**What you have to do**.
"Isolate every black grille" appears in one line; retype that line and all lines following it through the end of the records, with nothing left out or added.

**Data records**.
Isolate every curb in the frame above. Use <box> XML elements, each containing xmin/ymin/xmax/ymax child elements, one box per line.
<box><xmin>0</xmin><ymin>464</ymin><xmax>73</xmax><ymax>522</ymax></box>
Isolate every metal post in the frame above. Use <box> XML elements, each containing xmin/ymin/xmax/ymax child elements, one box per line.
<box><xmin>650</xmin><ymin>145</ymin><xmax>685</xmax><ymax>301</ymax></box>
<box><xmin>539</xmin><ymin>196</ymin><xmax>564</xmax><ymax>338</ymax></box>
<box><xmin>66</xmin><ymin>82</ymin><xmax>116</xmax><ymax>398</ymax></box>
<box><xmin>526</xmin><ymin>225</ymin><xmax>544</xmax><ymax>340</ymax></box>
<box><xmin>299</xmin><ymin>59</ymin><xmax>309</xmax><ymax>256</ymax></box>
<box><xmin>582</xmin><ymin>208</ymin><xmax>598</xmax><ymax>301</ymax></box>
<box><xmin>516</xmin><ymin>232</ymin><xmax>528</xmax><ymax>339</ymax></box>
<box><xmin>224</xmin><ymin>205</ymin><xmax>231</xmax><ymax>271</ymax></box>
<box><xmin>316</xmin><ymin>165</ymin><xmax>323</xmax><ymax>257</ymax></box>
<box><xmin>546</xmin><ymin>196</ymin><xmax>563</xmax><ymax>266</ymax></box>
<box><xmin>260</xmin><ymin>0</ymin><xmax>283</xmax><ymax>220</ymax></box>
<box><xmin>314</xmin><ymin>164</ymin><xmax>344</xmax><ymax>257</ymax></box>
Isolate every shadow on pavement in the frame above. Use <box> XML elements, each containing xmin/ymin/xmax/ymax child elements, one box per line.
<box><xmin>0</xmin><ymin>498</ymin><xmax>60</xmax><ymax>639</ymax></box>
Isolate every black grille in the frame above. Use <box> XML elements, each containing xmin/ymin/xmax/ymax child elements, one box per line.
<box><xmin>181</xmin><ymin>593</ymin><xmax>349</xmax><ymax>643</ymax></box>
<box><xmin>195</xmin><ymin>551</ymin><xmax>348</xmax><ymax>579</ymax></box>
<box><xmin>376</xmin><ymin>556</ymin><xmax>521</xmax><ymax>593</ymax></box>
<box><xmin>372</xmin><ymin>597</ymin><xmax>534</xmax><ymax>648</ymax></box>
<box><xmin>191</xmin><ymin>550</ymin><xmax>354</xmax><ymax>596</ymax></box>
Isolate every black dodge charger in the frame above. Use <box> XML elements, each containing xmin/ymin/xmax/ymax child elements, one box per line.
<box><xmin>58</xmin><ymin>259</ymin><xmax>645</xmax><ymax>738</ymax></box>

**Output for this exercise**.
Isolate every black grille in the frame above. Use <box> XML elements, each containing xmin/ymin/xmax/ymax child elements, one box per line.
<box><xmin>181</xmin><ymin>593</ymin><xmax>349</xmax><ymax>643</ymax></box>
<box><xmin>195</xmin><ymin>551</ymin><xmax>348</xmax><ymax>579</ymax></box>
<box><xmin>376</xmin><ymin>556</ymin><xmax>521</xmax><ymax>593</ymax></box>
<box><xmin>372</xmin><ymin>597</ymin><xmax>534</xmax><ymax>648</ymax></box>
<box><xmin>191</xmin><ymin>550</ymin><xmax>354</xmax><ymax>596</ymax></box>
Isolate every black dodge charger in the frame above. Use <box> XML elements, each containing xmin/ymin/xmax/ymax child elements, one box per line.
<box><xmin>58</xmin><ymin>259</ymin><xmax>645</xmax><ymax>738</ymax></box>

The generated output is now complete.